* [What is required]
Each record is to be printed again exactly, though not its pictures.

* [Extracted material]

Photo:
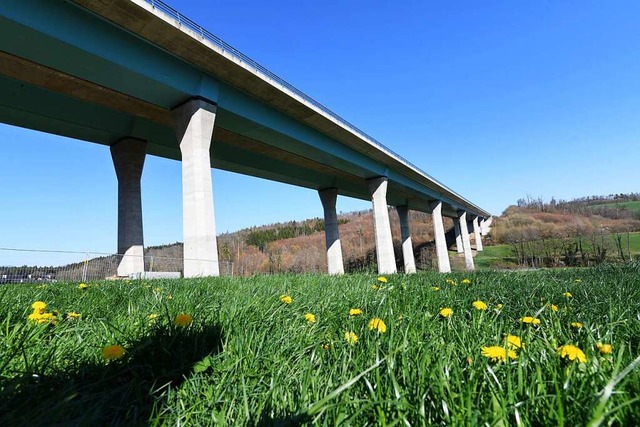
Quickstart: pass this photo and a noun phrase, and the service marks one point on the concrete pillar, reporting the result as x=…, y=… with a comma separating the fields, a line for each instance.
x=407, y=245
x=128, y=159
x=466, y=244
x=193, y=123
x=384, y=243
x=335, y=262
x=442, y=252
x=476, y=231
x=458, y=234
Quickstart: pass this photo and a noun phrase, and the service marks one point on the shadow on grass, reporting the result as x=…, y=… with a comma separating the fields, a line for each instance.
x=116, y=393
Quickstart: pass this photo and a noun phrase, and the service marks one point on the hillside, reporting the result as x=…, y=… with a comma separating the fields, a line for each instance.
x=580, y=232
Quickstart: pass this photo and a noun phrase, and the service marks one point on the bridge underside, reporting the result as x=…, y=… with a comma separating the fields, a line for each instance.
x=48, y=100
x=123, y=75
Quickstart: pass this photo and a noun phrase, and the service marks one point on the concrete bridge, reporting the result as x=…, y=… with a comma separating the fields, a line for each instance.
x=137, y=76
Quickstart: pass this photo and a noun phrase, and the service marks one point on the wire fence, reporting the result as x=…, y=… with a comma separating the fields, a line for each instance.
x=74, y=266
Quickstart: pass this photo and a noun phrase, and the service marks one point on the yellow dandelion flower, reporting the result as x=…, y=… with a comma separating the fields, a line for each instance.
x=446, y=312
x=530, y=320
x=498, y=354
x=39, y=307
x=286, y=299
x=183, y=320
x=479, y=305
x=350, y=337
x=513, y=342
x=113, y=352
x=604, y=348
x=377, y=323
x=572, y=352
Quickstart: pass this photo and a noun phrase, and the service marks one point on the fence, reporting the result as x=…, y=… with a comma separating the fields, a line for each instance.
x=74, y=266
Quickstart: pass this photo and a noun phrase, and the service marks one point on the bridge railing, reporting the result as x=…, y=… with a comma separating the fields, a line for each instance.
x=182, y=20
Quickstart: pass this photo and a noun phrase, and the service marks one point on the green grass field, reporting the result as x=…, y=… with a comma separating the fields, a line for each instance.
x=250, y=359
x=500, y=256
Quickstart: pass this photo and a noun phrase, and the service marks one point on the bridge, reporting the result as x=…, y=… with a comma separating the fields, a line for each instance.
x=140, y=78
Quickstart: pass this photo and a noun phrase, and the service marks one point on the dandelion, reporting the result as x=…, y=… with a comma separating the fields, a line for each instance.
x=113, y=352
x=350, y=337
x=39, y=307
x=183, y=320
x=572, y=352
x=479, y=305
x=377, y=323
x=498, y=354
x=286, y=299
x=513, y=342
x=530, y=320
x=604, y=348
x=446, y=312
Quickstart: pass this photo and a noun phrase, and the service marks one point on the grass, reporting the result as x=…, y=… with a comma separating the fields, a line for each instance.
x=250, y=359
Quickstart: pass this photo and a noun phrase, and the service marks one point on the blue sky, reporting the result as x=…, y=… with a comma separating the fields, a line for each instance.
x=496, y=99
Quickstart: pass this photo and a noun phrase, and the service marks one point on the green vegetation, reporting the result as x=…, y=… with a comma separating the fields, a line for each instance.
x=248, y=358
x=260, y=238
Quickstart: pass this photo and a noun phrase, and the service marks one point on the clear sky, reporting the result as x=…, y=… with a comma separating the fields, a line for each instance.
x=496, y=99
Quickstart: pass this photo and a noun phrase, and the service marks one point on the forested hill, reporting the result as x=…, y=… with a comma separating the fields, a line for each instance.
x=299, y=246
x=580, y=232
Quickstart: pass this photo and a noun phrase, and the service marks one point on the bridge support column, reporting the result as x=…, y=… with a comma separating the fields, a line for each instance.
x=384, y=242
x=335, y=262
x=128, y=160
x=407, y=245
x=458, y=234
x=466, y=244
x=442, y=252
x=478, y=234
x=193, y=124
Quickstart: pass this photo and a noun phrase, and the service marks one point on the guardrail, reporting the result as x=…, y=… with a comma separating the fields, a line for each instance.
x=182, y=20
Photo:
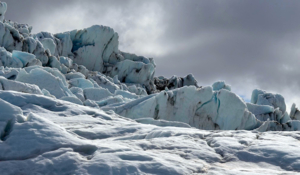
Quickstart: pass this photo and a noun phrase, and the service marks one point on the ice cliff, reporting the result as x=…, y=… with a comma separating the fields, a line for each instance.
x=73, y=103
x=86, y=67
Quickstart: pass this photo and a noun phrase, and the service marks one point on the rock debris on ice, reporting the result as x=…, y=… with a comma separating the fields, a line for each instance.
x=73, y=103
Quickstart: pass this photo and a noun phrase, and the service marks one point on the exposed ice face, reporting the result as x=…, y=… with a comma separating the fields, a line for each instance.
x=174, y=82
x=3, y=8
x=201, y=108
x=64, y=98
x=41, y=134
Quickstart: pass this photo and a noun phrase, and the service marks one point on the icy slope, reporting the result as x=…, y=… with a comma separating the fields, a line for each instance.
x=86, y=67
x=73, y=103
x=42, y=135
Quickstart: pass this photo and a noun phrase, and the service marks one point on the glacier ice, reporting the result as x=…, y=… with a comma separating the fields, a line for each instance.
x=3, y=8
x=73, y=103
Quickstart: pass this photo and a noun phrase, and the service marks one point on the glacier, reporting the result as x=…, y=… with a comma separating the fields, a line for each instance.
x=73, y=103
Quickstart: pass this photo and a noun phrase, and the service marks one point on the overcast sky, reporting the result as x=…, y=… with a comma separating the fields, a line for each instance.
x=248, y=43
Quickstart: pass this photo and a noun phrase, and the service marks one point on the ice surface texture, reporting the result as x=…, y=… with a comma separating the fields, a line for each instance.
x=73, y=103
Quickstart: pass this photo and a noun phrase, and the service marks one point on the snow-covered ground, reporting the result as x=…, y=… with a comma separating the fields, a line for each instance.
x=73, y=103
x=57, y=137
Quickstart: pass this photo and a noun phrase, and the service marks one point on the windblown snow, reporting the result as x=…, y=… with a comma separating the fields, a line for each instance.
x=73, y=103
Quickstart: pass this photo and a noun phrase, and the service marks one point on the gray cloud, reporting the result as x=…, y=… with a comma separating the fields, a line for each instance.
x=249, y=44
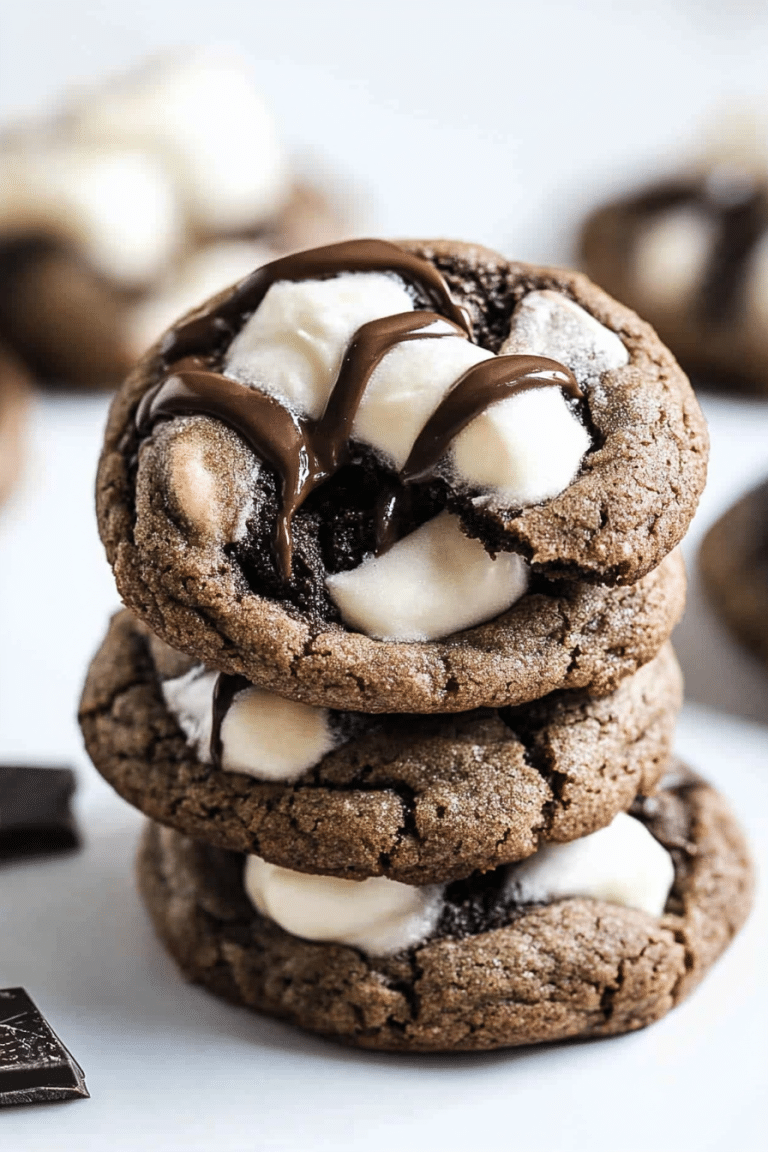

* [Reply to the task]
Photo:
Quickstart: pass this photo and a noun phrase, and the service marks one point on the concrete pillar, reporting the result as x=…, y=… with a comma separating the fields, a line for each instance.
x=407, y=245
x=128, y=159
x=466, y=244
x=193, y=123
x=384, y=243
x=335, y=262
x=442, y=252
x=476, y=231
x=458, y=234
Quickstart: pass this photo and a noun phrase, and the service marks one point on the shadow on grass, reporting the result as x=…, y=… with a comma separating the fields, a line for each instance.
x=116, y=393
Quickstart: pass this photo and a noun phrase, and the service marks one point on the hillside, reporting the result as x=…, y=… with a comma separating the fields, a line for each instance.
x=580, y=232
Quickstart: pass this photo and a noun phrase, and the service marks one point on the bridge underside, reporting the result as x=…, y=… with a comma separating the fields, a line for each instance.
x=48, y=100
x=123, y=75
Quickstart: pass this photo and a noun phrase, and the service marks one point on the concrete bridge, reporting the result as x=…, y=… with a comma separating the fields, a line for each instance.
x=137, y=76
Quickstart: pass this photo and a noun phrase, and the service marks one point on the wire fence, reporting the result as x=…, y=… with a comma separating the fields, a line for each instance.
x=74, y=266
Quickstart: pass this photo and a noun phrase, and the service marks one point on the yellow dandelion flower, reporting the result as x=…, y=… with a comma separating the fields, a line for each instance.
x=446, y=312
x=530, y=320
x=498, y=354
x=39, y=307
x=286, y=299
x=183, y=320
x=479, y=305
x=350, y=337
x=513, y=342
x=113, y=352
x=604, y=348
x=377, y=323
x=572, y=352
Quickstart: pass this photo and a noun phrase, and the service marks one point on the fence, reporting the result as x=…, y=… with a comma separating the fields, a line for each instance.
x=74, y=266
Quickstart: pass this photo and a noun phrase, and the service marks one point on the bridge railing, reporting the result as x=…, y=… with a comma separating the fields, a line for each instance.
x=182, y=20
Quickstart: pass this photo and a noun phrase, and the service marks one point on the green grass field, reporting the result as x=…, y=… with a comma separating the fields, a line for each instance.
x=250, y=359
x=500, y=256
Quickstart: pass this photo and a noun phrase, and the service marks one point on the bridge, reporting the result as x=…, y=… with a comma separating the fields, a line for each instance.
x=140, y=78
Quickstart: pass this photo and a noun phrase, and the service marks one point on the dandelion, reporting the result as x=…, y=… with a comma separating the fields, a line for each instance.
x=113, y=352
x=350, y=337
x=39, y=307
x=183, y=320
x=572, y=352
x=479, y=305
x=377, y=323
x=498, y=354
x=286, y=299
x=513, y=342
x=530, y=320
x=604, y=348
x=446, y=312
Quickstart: pass this photo and a noun phrase, and the service marks one point on the grass, reporting the result as x=…, y=… with a comma separating the fields, a line for each instance.
x=250, y=359
Quickstart: pass this photo and a noun phrase, and the service marks one point on the blue sky, reporting the result as x=…, y=… with a comma separating the fields, a line for each instance.
x=496, y=99
Quickstart: pass this photo and a noun phrase, and the service marks one point on the green vegetation, reporting the result as x=…, y=… with a comma separating the fields, a line for each instance.
x=248, y=358
x=260, y=238
Quickstart: pass this photo and a noun phrase, and the service marks one point on the clear sky, reporting the result as x=…, y=… with a comma separating the fields, a line for each instance.
x=496, y=99
Quickstart: pass this photo and a noun phrase, and the service marks one point on the forested hill, reporting the result as x=…, y=… with a comma separating the fields, a line for each instance.
x=299, y=246
x=580, y=232
Quickstart: pass this photo and a noun phrase, and the service marks one point on the bridge support column, reporting the result as x=…, y=… with a comma separating the fields, a line for each instance.
x=384, y=242
x=335, y=262
x=128, y=160
x=407, y=245
x=458, y=234
x=466, y=244
x=442, y=252
x=478, y=234
x=193, y=124
Quickstart: pass this photo and a noun phrase, and the service marks one point on the guardrail, reporting the result as x=…, y=… with a comma separating the fields, a line for each instance.
x=182, y=20
Photo:
Quickstart: pass this photo and a noun phrase, and the service marks one point on the ice cliff, reporting the result as x=…, y=… with a comma separating the fields, a line for each instance.
x=73, y=103
x=86, y=67
Quickstart: pass this photo and a noun phrase, and the service marks one point on the rock debris on ice, reporting the result as x=…, y=… with a comma separating the fields, a line for each instance.
x=73, y=103
Quickstart: pass this photo and a noun phrase, and the service marks one point on the exposed ice face, reporting the result as x=…, y=… with a comma separating the fields, a line for each instance.
x=174, y=82
x=3, y=8
x=201, y=108
x=64, y=98
x=41, y=134
Quickstart: pass this photo and a noun phrase, and the service marks one point on the icy slope, reporting the result as x=…, y=… with a comma separating the fields, a line for each instance.
x=86, y=67
x=73, y=103
x=42, y=135
Quickstart: pass this photo and a noun phrase, and the service marks one point on the glacier ice, reporting the result as x=…, y=… with a comma separating the fields, a line for each instance.
x=3, y=8
x=73, y=103
Quickstart: pass this photo and a noun phrase, and the service marks one point on the glacier, reporting the result as x=…, y=… with a comma separating the fields, a line for each instance.
x=73, y=103
Quickstart: pass this photo and a noun phrase, and the service marks one point on the overcast sky, reporting the result as x=…, y=… with a comma separating the fields, a line for each instance.
x=248, y=43
Quickstart: pass this photo and a noun phrase, and the service marks one point on the ice surface texture, reporting the result as x=…, y=… with a comma separating the fields, a line for each instance.
x=73, y=103
Quickstart: pass this photo and a noun phrase, and the service marks one point on the snow-covered ground, reporting the result as x=…, y=… with a comma separating the fields, a line for each instance.
x=73, y=103
x=57, y=137
Quickstart: pass this photo and a noun phrase, and the service marks one point on the windblown snow, reporting the result as x=…, y=… with a comma separating the fields, a line for each instance.
x=73, y=103
Quickstart: pass this photo and a noun phrase, and the service marks one point on the gray cloud, reporting the result as x=…, y=… with a comma separating the fields, a line for each instance.
x=249, y=44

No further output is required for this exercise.